## Excerpt
>> Start
# Back into the workshop



## cobalt

back into the workshop at long last with several projects to get on with

Rain most of the day today temp back down to where it should be for the time of year.so nothing to do for a change

a few of the projects to get on with , the elephant changed the pencil and ink drawings daughter asked me to change the trunk shape, a griffin and a couple of mallards and a peregrine falcon to get on with. also a dodo to do for myself just thought it would be a bit of fun.

I still have to get deer antler for the elephant tusks


----------



## CV3

Wow. You have have quite a group ready to go cobalt. looks like fun!!


----------



## Lol999

I admire your ability to envisage the finished article from a block of wood. What brand chisels are they you have in the background?


----------



## cobalt

Anyone can visualize the drawings i just like doing them . but theres load of images you can down load and use them for templates.

To carve a duck its so easy once you have a image .

The chisels are faithful ones but generally I use axminster tools .Most of the faithful ones are to big . I only use about 4 of them I bought a smaller set of axminster .The best set I got of ebay for a few pounds .

I use the chisels' for getting in the round and shaping and use the flexi tool for texturing and finishing.


----------



## Lol999

How do you find they hold an edge compared to the "top of the line" stuff?


----------



## cobalt

I am not keen on the faithful chisels axminster seems okay to me but i do have a few cheap chisels as well most of them are fine I havnt a problem with them its just a case of sharpening them when they need it

I did buy a set of marples for 9£ its just a case of sharpening them when they need it which are good detail chisels. I don't need anymore they will do.

the cheap ones have had so much use I need to replace the handles which will cost me more than the chisels worth .

But most of its in the mind its a case of a bad workman blames his tools

I couldn't do however without the flexi tool and only purchased four of them for just over 20£ from aldi when they had them reduced it handy for detail and sanding it does fuzz the lime wood so I try to do as little sanding as possible


----------



## cobalt

I enjoy carving waterfowl its probably the easist thing to carve there is. Its possible to carve a mallard in a couple of hours which is how I taught myself to carve .which made carving any bird life easier but still a long way to go


----------



## cobalt

Just had about 3/4 hour in the workshop trying to get the mallard in the round . most of the work done with a axminster 3/4 inch gouge, saw and shinto saw plane. should have had it complete but other things get in the way eating up spare time

just thought would post what little I got done


----------



## Gloops

Enough there to keep you busy for a while Cobalt, keep posting the progress,


----------



## cobalt

have plenty to go at dont seem to get the time i want .Seems like there's a conspiracy going on every time I get into the workshop something crops up when I just get started.
>> End
[Bounding box data excerpts]
>> Start
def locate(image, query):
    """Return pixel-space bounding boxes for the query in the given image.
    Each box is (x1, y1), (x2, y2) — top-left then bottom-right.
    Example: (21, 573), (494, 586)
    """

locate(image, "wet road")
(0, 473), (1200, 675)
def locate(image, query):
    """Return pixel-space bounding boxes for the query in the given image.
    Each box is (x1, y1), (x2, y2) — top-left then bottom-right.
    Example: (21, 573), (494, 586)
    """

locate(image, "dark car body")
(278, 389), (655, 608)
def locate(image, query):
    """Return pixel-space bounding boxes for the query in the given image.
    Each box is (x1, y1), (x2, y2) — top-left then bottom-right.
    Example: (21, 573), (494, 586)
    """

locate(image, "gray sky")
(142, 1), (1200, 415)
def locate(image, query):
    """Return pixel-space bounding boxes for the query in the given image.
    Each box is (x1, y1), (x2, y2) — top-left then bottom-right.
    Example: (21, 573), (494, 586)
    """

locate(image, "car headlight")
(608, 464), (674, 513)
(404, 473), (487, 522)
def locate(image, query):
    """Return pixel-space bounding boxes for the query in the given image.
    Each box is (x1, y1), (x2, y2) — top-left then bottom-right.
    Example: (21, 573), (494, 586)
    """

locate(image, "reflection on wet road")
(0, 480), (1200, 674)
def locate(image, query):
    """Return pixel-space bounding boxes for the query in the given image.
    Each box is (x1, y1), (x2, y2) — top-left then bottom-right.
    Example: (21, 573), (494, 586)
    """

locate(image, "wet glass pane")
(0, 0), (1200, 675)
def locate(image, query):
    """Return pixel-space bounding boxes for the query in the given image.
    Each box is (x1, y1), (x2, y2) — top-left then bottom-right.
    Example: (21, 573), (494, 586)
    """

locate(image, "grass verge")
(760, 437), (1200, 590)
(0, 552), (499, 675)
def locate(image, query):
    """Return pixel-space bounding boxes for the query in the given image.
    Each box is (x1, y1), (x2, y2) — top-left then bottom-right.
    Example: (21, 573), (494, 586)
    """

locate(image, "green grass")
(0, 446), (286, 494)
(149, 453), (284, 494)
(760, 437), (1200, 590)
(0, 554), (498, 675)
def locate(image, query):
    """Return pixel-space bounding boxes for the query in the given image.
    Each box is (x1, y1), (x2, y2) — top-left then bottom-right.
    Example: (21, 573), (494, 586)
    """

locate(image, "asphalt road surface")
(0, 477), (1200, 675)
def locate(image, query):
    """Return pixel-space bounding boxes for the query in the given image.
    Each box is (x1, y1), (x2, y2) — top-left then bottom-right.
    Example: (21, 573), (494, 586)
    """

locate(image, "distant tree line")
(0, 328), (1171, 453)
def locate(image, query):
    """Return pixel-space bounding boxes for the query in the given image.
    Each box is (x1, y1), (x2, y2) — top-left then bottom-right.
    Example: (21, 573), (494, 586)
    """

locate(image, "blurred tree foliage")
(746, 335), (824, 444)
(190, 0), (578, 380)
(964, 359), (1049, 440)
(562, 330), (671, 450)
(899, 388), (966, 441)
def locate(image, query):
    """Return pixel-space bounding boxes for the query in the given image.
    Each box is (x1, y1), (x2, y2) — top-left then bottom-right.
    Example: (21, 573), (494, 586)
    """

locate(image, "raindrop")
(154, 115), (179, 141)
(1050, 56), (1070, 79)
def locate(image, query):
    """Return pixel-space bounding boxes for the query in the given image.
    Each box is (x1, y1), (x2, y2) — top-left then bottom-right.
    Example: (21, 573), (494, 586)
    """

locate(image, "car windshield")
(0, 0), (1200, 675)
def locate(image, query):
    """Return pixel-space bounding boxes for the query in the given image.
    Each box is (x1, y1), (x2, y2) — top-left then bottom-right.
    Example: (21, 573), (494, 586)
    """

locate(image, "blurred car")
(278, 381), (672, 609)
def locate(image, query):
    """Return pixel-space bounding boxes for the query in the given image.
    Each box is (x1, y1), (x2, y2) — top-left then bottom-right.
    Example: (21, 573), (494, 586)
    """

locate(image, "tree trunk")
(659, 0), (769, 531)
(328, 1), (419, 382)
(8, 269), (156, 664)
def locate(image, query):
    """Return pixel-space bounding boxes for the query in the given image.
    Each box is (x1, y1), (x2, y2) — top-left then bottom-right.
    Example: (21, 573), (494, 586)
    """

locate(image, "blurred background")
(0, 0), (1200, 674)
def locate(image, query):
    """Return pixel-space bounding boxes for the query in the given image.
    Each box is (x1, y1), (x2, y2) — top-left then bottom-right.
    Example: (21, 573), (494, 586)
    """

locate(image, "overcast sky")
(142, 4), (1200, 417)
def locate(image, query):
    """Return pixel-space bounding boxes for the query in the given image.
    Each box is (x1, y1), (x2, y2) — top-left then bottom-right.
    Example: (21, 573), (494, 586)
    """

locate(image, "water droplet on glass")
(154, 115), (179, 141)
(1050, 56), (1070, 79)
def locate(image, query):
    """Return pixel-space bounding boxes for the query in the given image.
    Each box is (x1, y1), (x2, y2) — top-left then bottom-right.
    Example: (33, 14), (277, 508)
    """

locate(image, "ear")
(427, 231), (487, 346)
>> End
## Written instruction
Output the woodcarving thread word for word, everything from "Rain most of" down to "looks like fun!!".

## Full response
Rain most of the day today temp back down to where it should be for the time of year.so nothing to do for a change

a few of the projects to get on with , the elephant changed the pencil and ink drawings daughter asked me to change the trunk shape, a griffin and a couple of mallards and a peregrine falcon to get on with. also a dodo to do for myself just thought it would be a bit of fun.

I still have to get deer antler for the elephant tusks


----------



## CV3

Wow. You have have quite a group ready to go cobalt. looks like fun!!